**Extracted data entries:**
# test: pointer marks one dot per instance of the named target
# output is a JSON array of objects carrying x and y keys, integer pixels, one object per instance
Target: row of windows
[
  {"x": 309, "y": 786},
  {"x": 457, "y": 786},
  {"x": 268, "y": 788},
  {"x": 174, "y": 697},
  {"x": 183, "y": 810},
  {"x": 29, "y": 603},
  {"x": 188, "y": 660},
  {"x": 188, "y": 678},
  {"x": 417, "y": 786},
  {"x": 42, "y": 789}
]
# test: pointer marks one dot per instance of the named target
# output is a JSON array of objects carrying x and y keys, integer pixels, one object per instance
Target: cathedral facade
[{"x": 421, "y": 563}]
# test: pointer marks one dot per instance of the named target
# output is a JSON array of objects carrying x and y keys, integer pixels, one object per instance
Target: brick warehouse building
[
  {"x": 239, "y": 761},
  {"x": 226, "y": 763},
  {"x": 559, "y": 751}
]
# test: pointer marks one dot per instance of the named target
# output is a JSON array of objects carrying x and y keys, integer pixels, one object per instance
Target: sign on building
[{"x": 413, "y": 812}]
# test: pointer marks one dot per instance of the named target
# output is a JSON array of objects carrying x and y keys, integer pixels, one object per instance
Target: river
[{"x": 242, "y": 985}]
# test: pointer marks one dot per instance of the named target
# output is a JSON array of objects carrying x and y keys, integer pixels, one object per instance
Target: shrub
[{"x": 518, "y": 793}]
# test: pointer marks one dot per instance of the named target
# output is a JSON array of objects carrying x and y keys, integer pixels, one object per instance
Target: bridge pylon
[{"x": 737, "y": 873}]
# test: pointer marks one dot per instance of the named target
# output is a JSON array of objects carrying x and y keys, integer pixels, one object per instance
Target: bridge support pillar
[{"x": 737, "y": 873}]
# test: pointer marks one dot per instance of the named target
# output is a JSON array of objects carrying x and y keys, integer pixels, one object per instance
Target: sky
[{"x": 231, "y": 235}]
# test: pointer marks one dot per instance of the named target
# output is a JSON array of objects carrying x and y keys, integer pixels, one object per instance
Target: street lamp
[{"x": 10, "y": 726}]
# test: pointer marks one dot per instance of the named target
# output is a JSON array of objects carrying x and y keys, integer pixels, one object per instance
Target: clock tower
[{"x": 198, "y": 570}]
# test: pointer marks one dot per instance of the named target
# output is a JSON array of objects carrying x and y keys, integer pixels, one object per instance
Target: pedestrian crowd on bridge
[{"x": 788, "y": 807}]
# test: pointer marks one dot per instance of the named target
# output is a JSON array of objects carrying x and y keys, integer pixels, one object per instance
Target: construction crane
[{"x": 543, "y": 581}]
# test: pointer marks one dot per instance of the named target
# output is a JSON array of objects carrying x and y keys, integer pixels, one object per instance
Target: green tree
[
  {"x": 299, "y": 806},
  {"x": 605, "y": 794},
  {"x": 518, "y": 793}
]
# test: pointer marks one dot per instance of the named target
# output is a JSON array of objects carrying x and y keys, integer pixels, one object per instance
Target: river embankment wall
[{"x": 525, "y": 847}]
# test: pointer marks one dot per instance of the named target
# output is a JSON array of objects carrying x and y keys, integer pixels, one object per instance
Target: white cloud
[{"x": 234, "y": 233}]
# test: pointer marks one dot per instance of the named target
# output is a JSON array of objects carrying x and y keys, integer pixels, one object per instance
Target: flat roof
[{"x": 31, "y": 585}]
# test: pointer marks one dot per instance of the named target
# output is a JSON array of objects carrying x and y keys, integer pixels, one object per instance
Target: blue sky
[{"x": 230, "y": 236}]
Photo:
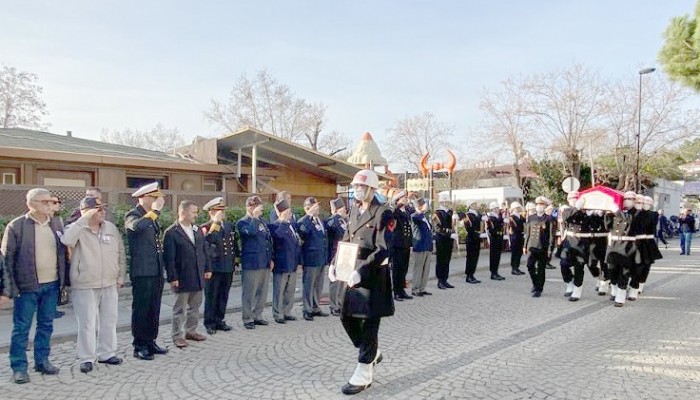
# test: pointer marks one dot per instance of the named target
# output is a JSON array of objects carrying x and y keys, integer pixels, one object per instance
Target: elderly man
[
  {"x": 256, "y": 260},
  {"x": 33, "y": 275},
  {"x": 187, "y": 267},
  {"x": 98, "y": 268},
  {"x": 146, "y": 250}
]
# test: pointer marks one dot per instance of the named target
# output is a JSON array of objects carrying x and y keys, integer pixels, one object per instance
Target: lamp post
[{"x": 638, "y": 184}]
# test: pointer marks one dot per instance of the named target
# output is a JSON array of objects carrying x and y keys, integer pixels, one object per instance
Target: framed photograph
[{"x": 345, "y": 260}]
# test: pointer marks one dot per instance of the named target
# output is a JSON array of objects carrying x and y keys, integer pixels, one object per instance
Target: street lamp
[{"x": 645, "y": 71}]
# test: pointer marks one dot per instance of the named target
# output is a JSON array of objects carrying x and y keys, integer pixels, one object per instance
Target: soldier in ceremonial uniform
[
  {"x": 147, "y": 269},
  {"x": 494, "y": 228},
  {"x": 537, "y": 243},
  {"x": 516, "y": 231},
  {"x": 336, "y": 224},
  {"x": 368, "y": 297},
  {"x": 472, "y": 224},
  {"x": 222, "y": 243},
  {"x": 256, "y": 261},
  {"x": 442, "y": 225},
  {"x": 401, "y": 244}
]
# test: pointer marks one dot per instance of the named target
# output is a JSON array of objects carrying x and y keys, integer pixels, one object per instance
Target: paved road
[{"x": 489, "y": 341}]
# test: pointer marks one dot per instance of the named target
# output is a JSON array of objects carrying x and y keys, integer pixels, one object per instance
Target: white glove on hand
[
  {"x": 331, "y": 273},
  {"x": 354, "y": 279}
]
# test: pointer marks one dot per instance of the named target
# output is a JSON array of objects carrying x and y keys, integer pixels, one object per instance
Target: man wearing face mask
[
  {"x": 538, "y": 230},
  {"x": 622, "y": 248}
]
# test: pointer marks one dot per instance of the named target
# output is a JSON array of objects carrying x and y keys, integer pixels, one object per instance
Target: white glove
[
  {"x": 331, "y": 273},
  {"x": 354, "y": 279}
]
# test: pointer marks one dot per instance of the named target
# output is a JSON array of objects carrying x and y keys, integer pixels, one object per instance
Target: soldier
[
  {"x": 442, "y": 224},
  {"x": 287, "y": 257},
  {"x": 336, "y": 223},
  {"x": 516, "y": 230},
  {"x": 368, "y": 297},
  {"x": 314, "y": 249},
  {"x": 401, "y": 245},
  {"x": 472, "y": 224},
  {"x": 256, "y": 261},
  {"x": 146, "y": 271},
  {"x": 222, "y": 245},
  {"x": 537, "y": 242},
  {"x": 494, "y": 229}
]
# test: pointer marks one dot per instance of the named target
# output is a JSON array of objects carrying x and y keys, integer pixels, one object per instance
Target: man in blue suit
[
  {"x": 256, "y": 260},
  {"x": 287, "y": 258},
  {"x": 315, "y": 246}
]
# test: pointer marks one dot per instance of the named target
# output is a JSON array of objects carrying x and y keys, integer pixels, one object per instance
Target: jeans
[{"x": 43, "y": 303}]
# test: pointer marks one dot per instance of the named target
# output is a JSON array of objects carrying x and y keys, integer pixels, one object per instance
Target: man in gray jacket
[{"x": 98, "y": 269}]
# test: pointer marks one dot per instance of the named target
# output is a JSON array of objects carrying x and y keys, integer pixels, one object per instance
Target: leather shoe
[
  {"x": 114, "y": 360},
  {"x": 20, "y": 377},
  {"x": 86, "y": 367},
  {"x": 46, "y": 368},
  {"x": 143, "y": 354},
  {"x": 197, "y": 337},
  {"x": 155, "y": 349}
]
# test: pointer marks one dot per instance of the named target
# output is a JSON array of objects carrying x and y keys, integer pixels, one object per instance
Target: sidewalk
[{"x": 65, "y": 328}]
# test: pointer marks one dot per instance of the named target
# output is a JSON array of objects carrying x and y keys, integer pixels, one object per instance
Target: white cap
[
  {"x": 217, "y": 202},
  {"x": 150, "y": 189}
]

**Work task:**
Leaving the pictures aside, repeat the data above exactly.

**Exercise response:**
# test: pointer marks one dot per instance of the named target
# output is a JSON array of objects carrying x and y keys, integer pixels, one object per instance
Target: row of windows
[
  {"x": 309, "y": 786},
  {"x": 457, "y": 786},
  {"x": 268, "y": 788},
  {"x": 174, "y": 697},
  {"x": 183, "y": 810},
  {"x": 29, "y": 603},
  {"x": 188, "y": 660},
  {"x": 188, "y": 678},
  {"x": 417, "y": 786},
  {"x": 42, "y": 789}
]
# test: pointer marks one dot per instance of the named target
# output is a JSON array of objects carrying x and y keys, integer pixels, one object per instance
Target: cathedral facade
[{"x": 421, "y": 563}]
# test: pointer marks one dot per instance of the named target
# output is a JSON array of objects carrying x and y keys, integer pixels, one object per instance
Target: brick warehouse building
[
  {"x": 239, "y": 761},
  {"x": 226, "y": 763},
  {"x": 559, "y": 751}
]
# test: pointer marks one dot per instance of the named target
# output is a JSON array of objects carrying x and y keys, integer pixels, one object per instance
Target: sign on building
[{"x": 413, "y": 812}]
# test: pointer marks one dot per instance of the named target
# output is a JSON array of objects carrying x and y keys, integer pixels, one object per instance
Target: river
[{"x": 242, "y": 985}]
# test: pointer marks one dot per instance of the named target
# output is a JSON array of objects carrying x and y keys, integer pixels, one object per instance
Target: shrub
[{"x": 518, "y": 793}]
# test: pointer marks one dot per instance of the named target
# output is a JSON array of objects carrying x and y keys, integer pixels, one object per instance
Target: bridge pylon
[{"x": 737, "y": 873}]
# test: pointer marks one dot per instance of the named target
# output is a JSON array of objects carrying x and y keys, integer pixels, one object per instance
Target: bridge support pillar
[{"x": 737, "y": 873}]
# test: pointer marks one dot per instance of the named target
# output is a JSON array of objects carrying x and y keys, integer pixels, one object per instance
Target: sky
[{"x": 231, "y": 235}]
# test: pointer marks one dot per instance of the named target
# output is a JSON array of objects carrying x and y keys, integer pixels, one object per instance
Target: street lamp
[{"x": 10, "y": 726}]
# test: pointer marks one dot per instance of the named target
# output is a JSON array of objects carrying x and y keys, integer pixels, one object per instance
Target: clock tower
[{"x": 198, "y": 570}]
# test: pointer marks one dot per instance of the named target
# output is a JSON array of objects carrying x and y keys, integer pixels, one object per instance
Target: pedestrian crowd on bridge
[{"x": 788, "y": 807}]
# test: pointer marks one dot per instance of the named target
# output is a JSON array of objects carrying x and y keys, integer pixels, one object per instance
Target: construction crane
[{"x": 543, "y": 581}]
# test: pointer marks one dot per instance of the named target
# output is a JSON array of objects carrying x and y keys, integer pixels, one object per instance
Target: green tree
[
  {"x": 299, "y": 806},
  {"x": 605, "y": 794},
  {"x": 518, "y": 793}
]
# test: pointer marks one dot per instance of the named target
# output is a JSON array of objects carrying x and y keys, integer pixels, one object per instance
Target: river embankment wall
[{"x": 525, "y": 847}]
# test: pointer marks one dot per instance of the named target
# output is a JSON array of objects carrying x and y keys, integer pixels, one object per instance
Target: white cloud
[{"x": 234, "y": 233}]
# test: pointer marks one dot per instance of the named target
# output is a JSON array of objects carrying x and y keys, integer pixels, one object per instance
Target: flat roof
[{"x": 31, "y": 585}]
# test: pointer marks one dot per instance of the named target
# output is a JSON array of objects carrying x and y keys, integer pixels, one object per instance
Target: blue sky
[{"x": 230, "y": 236}]
Photo:
# test: pointer marks one dot per instance of the named target
# output is a JSON array of objects carrying x and y keys, integer pixels, one object per instance
Target: elderly man
[
  {"x": 256, "y": 260},
  {"x": 33, "y": 275},
  {"x": 187, "y": 267},
  {"x": 98, "y": 268},
  {"x": 146, "y": 250}
]
# test: pointer marks one dot per instance of the named target
# output is a JSON array of objects carrying x and y keys, integer pixels, one object per instance
Target: lamp post
[{"x": 638, "y": 184}]
# test: pointer marks one dot per instance of the named target
# output is a JSON array of objects carrying x and y keys, integer pixels, one object per instance
Target: framed photograph
[{"x": 345, "y": 260}]
# test: pointer marks one dot per instance of the named target
# output is a JSON array of objects carrying x and y keys, integer pixels, one object per instance
Target: street lamp
[{"x": 645, "y": 71}]
# test: pointer marks one dot per instance of the named target
# output is a JSON array of objects carrying x and y keys, integer pixels, one object per instance
Target: soldier in ceremonial uniform
[
  {"x": 147, "y": 269},
  {"x": 494, "y": 228},
  {"x": 537, "y": 243},
  {"x": 516, "y": 231},
  {"x": 336, "y": 224},
  {"x": 368, "y": 297},
  {"x": 472, "y": 224},
  {"x": 222, "y": 243},
  {"x": 256, "y": 261},
  {"x": 442, "y": 225},
  {"x": 401, "y": 244}
]
# test: pointer marks one dot per instance of the named target
# output is a JSON array of objects carrying x and y keys, integer pixels, one object per instance
Target: paved road
[{"x": 489, "y": 341}]
# test: pointer marks one dot per instance of the named target
# output is a JSON array of objects carrying x and y keys, integer pixels, one object per instance
Target: white glove on hand
[
  {"x": 331, "y": 273},
  {"x": 354, "y": 279}
]
# test: pointer marks one dot per instance of the named target
# output is a JSON array of objects carrying x and y keys, integer pixels, one object per instance
Target: man wearing face mask
[
  {"x": 538, "y": 230},
  {"x": 622, "y": 248}
]
# test: pointer marks one dot per instance of the named target
# output is a JSON array of objects carrying x and y keys, integer pixels, one object per instance
Target: white glove
[
  {"x": 331, "y": 273},
  {"x": 354, "y": 279}
]
# test: pointer marks one dot per instance of the named target
# output is a JSON array of objects carrying x and y keys, integer pixels, one object per instance
Target: soldier
[
  {"x": 442, "y": 224},
  {"x": 287, "y": 257},
  {"x": 336, "y": 223},
  {"x": 516, "y": 230},
  {"x": 368, "y": 297},
  {"x": 314, "y": 249},
  {"x": 401, "y": 245},
  {"x": 472, "y": 224},
  {"x": 256, "y": 261},
  {"x": 146, "y": 271},
  {"x": 222, "y": 245},
  {"x": 537, "y": 242},
  {"x": 494, "y": 229}
]
# test: pointer marks one dot per instance of the named target
# output is a JSON array of objects carrying x and y keys, integer pixels, one object per instance
Target: man in blue suit
[
  {"x": 256, "y": 260},
  {"x": 287, "y": 258},
  {"x": 315, "y": 246}
]
# test: pointer marks one dot per instance of the named target
# output is a JSON array of objects carrying x and y keys, integer pixels, one object per instance
Target: jeans
[{"x": 43, "y": 303}]
# test: pointer marks one dot per instance of the named target
# output is a JSON array of objects carrying x and y keys, integer pixels, one object per instance
Target: man in gray jacket
[{"x": 98, "y": 269}]
# test: pointer marks one dot per instance of the named target
# output is a JSON array of objects carrying x and y keys, integer pixels, one object per instance
Target: leather shoe
[
  {"x": 114, "y": 360},
  {"x": 20, "y": 377},
  {"x": 86, "y": 367},
  {"x": 46, "y": 368},
  {"x": 143, "y": 354},
  {"x": 197, "y": 337},
  {"x": 155, "y": 349}
]
# test: pointer marks one dot per instance of the named target
# output is a JSON array of objects carrying x and y keys, integer pixels, one object per instance
Target: sidewalk
[{"x": 65, "y": 328}]
# test: pointer marks one dot per instance of the named target
# output is a JSON array of objects carrying x and y keys, integer pixels, one object per instance
Target: white cap
[
  {"x": 217, "y": 202},
  {"x": 150, "y": 189}
]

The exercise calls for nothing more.